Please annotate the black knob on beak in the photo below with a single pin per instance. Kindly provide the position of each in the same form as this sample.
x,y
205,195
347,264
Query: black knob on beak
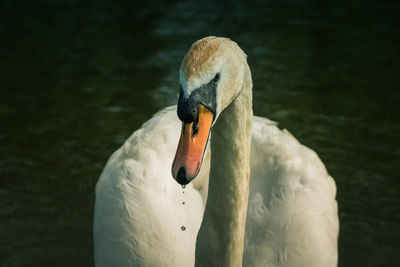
x,y
187,108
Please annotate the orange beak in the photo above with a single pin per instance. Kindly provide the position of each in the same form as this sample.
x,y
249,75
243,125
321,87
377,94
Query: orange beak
x,y
191,147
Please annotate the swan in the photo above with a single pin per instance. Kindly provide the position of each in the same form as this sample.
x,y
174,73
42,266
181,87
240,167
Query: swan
x,y
244,192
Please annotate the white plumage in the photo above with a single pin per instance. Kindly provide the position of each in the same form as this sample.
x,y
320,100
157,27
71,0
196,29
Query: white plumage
x,y
143,217
139,211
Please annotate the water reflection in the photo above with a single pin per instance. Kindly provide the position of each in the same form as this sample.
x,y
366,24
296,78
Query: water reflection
x,y
77,78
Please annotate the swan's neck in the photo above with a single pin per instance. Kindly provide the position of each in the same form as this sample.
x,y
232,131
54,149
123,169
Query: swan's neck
x,y
221,235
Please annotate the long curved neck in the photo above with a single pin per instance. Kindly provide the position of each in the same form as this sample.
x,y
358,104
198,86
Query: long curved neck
x,y
221,235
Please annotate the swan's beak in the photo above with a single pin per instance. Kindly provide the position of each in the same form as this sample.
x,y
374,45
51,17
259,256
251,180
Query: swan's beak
x,y
192,146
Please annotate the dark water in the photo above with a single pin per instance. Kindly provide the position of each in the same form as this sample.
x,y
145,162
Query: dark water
x,y
77,78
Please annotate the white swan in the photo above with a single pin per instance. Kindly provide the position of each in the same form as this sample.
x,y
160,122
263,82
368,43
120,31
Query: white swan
x,y
143,217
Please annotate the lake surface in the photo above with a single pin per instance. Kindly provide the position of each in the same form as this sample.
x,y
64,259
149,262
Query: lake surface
x,y
76,79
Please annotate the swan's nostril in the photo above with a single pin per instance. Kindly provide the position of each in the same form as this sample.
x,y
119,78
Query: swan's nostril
x,y
181,176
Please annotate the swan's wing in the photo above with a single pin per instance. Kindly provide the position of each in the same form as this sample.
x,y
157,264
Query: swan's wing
x,y
292,214
139,208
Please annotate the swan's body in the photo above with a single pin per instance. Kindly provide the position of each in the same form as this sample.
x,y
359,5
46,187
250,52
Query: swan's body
x,y
291,209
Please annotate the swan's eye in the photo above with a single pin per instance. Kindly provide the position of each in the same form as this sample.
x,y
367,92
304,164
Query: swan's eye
x,y
216,78
195,126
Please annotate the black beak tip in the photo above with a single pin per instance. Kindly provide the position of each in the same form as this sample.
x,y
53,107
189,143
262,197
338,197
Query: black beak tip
x,y
181,177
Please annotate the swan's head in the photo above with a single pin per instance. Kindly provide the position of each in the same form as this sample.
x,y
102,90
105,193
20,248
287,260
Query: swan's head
x,y
211,76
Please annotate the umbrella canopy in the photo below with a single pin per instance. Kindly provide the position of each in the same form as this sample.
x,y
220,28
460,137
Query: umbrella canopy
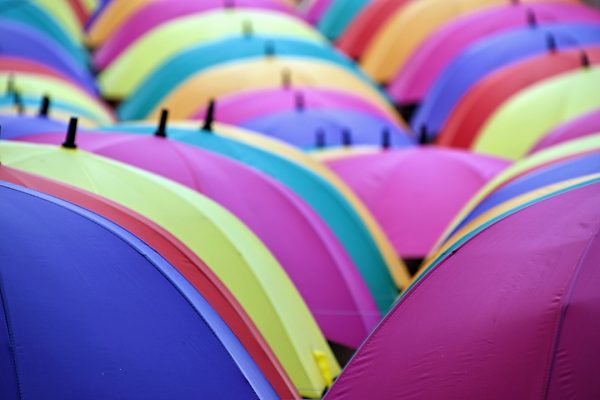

__________

* **GIVEN PROBLEM**
Please count the lines in the rows above that contain the string "knob", matching case exactly, and reply with the number alone.

* **ANSWER TO THE PROBLEM**
2